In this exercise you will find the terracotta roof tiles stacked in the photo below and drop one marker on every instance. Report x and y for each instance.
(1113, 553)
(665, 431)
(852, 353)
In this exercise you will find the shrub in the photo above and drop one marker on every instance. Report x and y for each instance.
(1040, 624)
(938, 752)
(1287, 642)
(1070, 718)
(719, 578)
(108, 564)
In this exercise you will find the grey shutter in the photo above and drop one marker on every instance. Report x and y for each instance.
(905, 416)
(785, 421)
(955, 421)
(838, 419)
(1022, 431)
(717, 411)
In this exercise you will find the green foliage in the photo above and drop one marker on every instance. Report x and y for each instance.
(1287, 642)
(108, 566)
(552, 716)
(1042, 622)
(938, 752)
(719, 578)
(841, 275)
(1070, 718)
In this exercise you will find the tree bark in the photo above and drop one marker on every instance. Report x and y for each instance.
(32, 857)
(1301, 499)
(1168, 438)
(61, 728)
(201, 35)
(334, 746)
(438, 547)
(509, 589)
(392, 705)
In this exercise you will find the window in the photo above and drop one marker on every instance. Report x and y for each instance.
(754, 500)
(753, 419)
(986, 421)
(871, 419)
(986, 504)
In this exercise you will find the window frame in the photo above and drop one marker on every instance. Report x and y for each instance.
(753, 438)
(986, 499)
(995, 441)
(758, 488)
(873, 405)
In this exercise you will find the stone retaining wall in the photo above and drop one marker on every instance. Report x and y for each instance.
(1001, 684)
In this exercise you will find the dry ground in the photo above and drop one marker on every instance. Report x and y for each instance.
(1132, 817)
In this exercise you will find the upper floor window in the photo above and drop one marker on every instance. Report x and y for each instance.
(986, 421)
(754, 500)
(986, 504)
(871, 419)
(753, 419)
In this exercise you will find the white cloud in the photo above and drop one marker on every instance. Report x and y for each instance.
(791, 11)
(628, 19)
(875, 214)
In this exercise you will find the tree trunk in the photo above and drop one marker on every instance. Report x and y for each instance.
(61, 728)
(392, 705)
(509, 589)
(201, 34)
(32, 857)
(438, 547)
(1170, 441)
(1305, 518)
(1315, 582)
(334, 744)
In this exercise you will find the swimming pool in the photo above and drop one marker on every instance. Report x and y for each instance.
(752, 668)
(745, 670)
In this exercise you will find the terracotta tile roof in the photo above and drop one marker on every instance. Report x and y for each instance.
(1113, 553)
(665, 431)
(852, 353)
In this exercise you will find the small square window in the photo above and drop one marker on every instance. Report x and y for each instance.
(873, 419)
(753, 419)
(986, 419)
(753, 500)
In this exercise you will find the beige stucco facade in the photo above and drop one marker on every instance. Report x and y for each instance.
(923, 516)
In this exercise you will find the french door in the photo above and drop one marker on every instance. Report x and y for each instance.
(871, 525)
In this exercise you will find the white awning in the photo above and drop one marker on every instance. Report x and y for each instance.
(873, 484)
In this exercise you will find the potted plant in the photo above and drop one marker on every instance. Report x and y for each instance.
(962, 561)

--

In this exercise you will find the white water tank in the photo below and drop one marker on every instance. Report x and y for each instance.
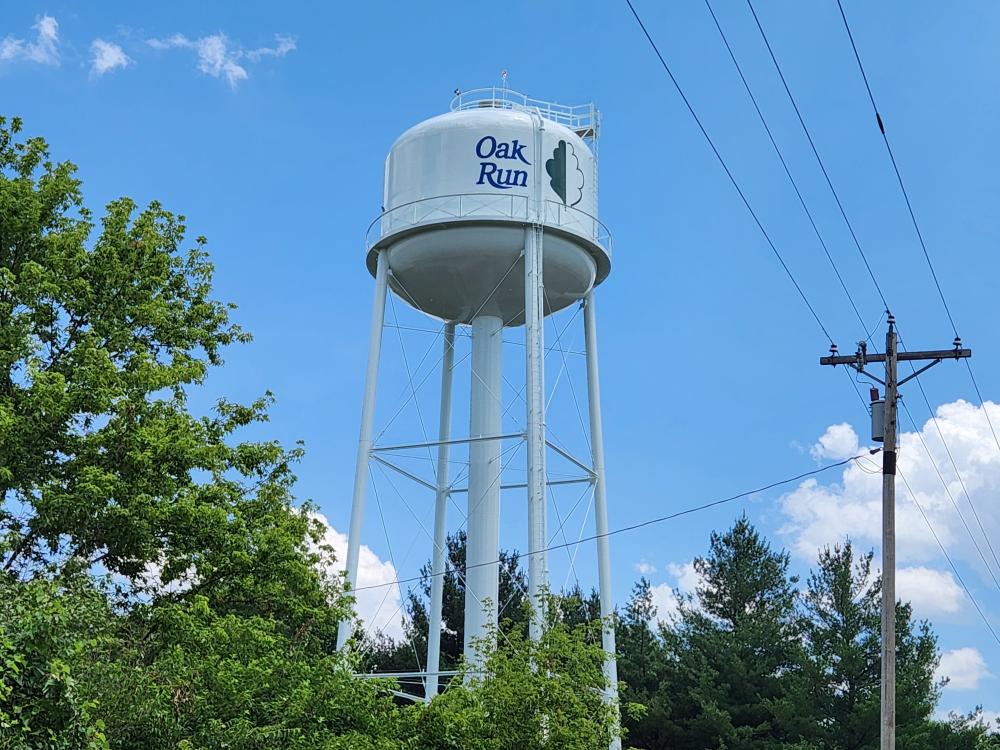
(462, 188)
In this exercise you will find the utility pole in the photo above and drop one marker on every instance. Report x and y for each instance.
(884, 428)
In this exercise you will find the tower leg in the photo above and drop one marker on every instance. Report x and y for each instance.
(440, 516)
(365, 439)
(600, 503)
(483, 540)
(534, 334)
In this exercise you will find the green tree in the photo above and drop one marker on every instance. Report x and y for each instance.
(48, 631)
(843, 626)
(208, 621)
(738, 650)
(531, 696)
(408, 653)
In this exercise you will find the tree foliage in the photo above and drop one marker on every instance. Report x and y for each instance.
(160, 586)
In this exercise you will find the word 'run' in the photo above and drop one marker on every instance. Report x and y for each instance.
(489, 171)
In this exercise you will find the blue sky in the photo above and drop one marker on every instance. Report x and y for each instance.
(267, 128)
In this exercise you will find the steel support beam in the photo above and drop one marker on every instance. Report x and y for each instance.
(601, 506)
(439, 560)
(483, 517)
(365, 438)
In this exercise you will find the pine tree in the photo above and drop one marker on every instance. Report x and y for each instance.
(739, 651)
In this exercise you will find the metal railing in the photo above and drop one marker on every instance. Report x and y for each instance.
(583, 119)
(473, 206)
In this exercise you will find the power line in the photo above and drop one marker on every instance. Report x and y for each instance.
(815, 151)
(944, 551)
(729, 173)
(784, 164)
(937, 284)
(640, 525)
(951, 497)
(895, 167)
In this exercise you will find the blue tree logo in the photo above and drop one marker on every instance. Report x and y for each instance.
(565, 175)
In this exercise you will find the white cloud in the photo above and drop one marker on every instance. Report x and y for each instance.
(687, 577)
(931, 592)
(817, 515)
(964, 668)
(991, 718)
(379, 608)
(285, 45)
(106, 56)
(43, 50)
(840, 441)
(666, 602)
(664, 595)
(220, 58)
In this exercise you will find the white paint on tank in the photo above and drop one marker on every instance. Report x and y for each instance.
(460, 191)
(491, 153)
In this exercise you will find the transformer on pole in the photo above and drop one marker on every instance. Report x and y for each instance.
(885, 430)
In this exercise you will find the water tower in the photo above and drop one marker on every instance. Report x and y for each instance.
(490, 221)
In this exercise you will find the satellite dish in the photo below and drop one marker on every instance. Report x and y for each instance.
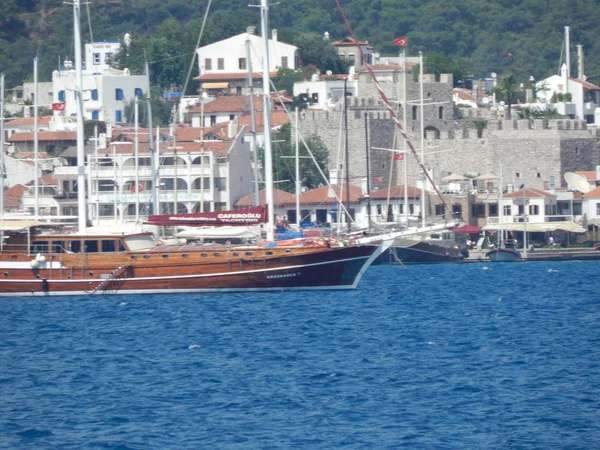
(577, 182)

What is required. Report every line in the items above that contains the word "foliage".

Exercise output.
In this exercise you will find the green foliage in the photo above and drop one marker on every instance. Report x and y for each instance.
In this exercise you will find the tree foliage in the photo above and drop one marker on every instance. Report x and y for each instance.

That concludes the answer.